Chapter seven, “Turning off LA’s Tap,” details another successful instance of compromise over conflict in California. The state has a historical tendency to claim upper basin states’ unused water allotments without permission. While this forms a temporary fix for California’s drought issues, eventually upper basin states needed to save water rather than spend it. This trend caused conflict between California and upper basin states, and eventually all seven states banded together to address and resolve the conflict in 1990. With the input of all seven states regarding California’s request to receive the surplus water each year, a protocol for handling river allocation proposals was born, and the states agreed that nothing would pass as law without approval from all seven states. When the compact states did not approve the surplus request, California needed to create a soft landing for itself by decreasing its river use, starting with the places it used water the most: local agricultural or urban communities. Despite its efforts, California failed to reduce usage, and the government stepped in and slashed the overused allocation to its originally defined amount. Although this action was a harsh wake-up call for California, the other six states felt the original allocations were fair, proving once again that compromise, albeit as a result of a little government intervention, is often necessary to drive revolutionary changes.

Chapter eight, “So Cal Cuts Back,” shows California’s efforts to dial back water usage as demanded by the government. As a fix for this, the metropolitan communities formed a management system. The original objective of this group was to find a way to supply the urban areas with the amount water they required. This tactic quickly failed as all three water storage areas dried. The Metropolitan Water District (“Metropolitan”) governance realized it needed to abandon the plans and changed focuses. The spotlight turned to groundwater recovery and the recycling of water previously unfit for human use. Fleck illustrated a state’s ability to manage a change in allocation or a shortage in resources by banding together with its individual communities, demonstrating the importance of exploring alternatives before succumbing to the fear of water scarcity.

* [Provided material]:
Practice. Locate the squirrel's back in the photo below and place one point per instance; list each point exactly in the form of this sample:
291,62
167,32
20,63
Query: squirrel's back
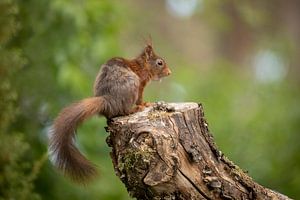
117,83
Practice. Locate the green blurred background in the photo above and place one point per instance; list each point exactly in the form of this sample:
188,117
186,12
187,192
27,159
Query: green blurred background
240,59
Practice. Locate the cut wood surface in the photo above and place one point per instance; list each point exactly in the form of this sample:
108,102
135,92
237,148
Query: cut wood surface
167,152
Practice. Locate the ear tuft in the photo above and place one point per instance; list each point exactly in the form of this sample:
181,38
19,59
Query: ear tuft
148,50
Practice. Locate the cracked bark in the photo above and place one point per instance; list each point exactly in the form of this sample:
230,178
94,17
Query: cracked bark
167,152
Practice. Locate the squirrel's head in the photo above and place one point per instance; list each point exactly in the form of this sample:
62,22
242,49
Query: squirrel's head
156,65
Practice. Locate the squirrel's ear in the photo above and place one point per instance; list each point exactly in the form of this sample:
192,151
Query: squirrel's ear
148,51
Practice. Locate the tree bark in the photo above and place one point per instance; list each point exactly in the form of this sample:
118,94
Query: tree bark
167,152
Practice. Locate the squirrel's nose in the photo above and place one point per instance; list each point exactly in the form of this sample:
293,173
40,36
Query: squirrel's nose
168,72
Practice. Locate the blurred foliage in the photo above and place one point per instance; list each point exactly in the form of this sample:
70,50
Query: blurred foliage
16,170
239,58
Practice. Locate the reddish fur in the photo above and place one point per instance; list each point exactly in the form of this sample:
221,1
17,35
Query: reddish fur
133,76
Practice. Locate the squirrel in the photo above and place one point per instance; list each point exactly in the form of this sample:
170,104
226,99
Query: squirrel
118,91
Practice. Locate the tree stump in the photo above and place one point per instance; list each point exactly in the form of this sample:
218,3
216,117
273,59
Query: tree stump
167,152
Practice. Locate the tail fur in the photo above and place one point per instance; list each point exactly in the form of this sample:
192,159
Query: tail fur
62,149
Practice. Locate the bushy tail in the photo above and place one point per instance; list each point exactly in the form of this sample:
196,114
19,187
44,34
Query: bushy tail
62,149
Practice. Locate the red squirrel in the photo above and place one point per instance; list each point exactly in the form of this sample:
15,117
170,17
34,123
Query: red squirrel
118,91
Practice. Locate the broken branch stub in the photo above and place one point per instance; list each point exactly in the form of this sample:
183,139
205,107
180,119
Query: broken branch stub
167,152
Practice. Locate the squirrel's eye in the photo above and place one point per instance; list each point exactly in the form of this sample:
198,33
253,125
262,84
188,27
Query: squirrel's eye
159,62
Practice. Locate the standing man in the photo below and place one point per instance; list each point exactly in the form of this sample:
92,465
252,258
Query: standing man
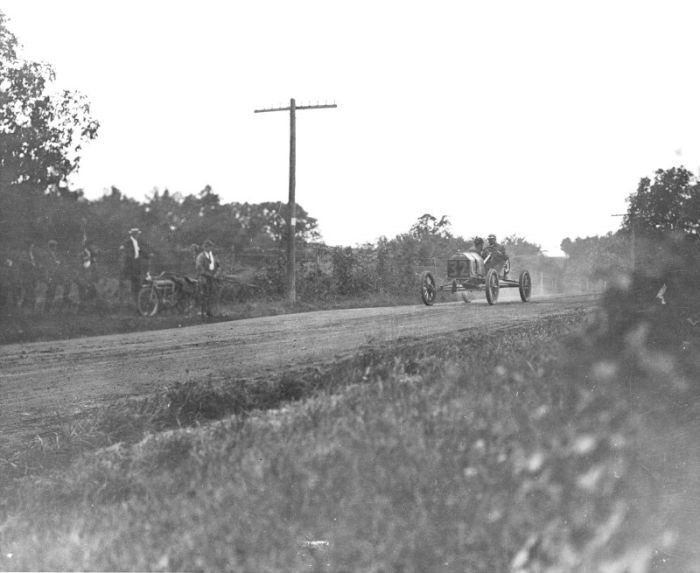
208,268
56,274
29,275
87,276
133,252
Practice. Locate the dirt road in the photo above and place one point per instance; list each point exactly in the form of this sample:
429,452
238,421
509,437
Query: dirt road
44,379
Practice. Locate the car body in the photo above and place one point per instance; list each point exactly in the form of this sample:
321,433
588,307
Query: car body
469,271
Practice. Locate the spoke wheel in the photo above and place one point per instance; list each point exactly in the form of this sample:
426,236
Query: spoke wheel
525,286
492,286
428,290
148,301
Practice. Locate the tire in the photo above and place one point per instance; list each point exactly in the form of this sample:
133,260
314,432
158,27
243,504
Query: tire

* [Stated task 1]: Translate this sentence from the passage on California's water use into Spanish: "The spotlight turned to groundwater recovery and the recycling of water previously unfit for human use."
* [Stated task 2]: Resume the passage on California's water use after its last sentence and write one more paragraph.

* [Expected answer 1]: La atención se centró en la recuperación de aguas subterráneas y en el reciclaje de agua que antes no era apta para el consumo humano.

* [Expected answer 2]:
Chapter nine, “The Great Fallowing,” lays out the history of the Imperial Irrigation District (“Imperial”), the district with the most water allocated from the Colorado River. In order to eliminate the frequent flooding that would jeopardize the lower river valley, the district created The Hoover Dam and the All American Canal. The dams evened out the flow, making year-round irrigation possible. Once these structures were set up, Imperial’s wasteful practices of hoarding water became more apparent among its residents: farmers continued to overestimate the amount of water they needed, creating an excess of runoff, and the sea began to rise and flood the nearest farmland. When other states expressed concern, Imperial chose to join together with the water-hungry Metropolitan, and it promised a share of its unused water if Metropolitan could come up with a way to conserve Imperial’s water. The practices soon turned a surplus into a deficit, and the agricultural community had to learn how to farm with less. This instance points us back to the notion of efficiency in agricultural techniques. Fleck once again challenges local governments with this chapter to look into this scarcity strategy, not only in times of scarcity but in everyday irrigation practices.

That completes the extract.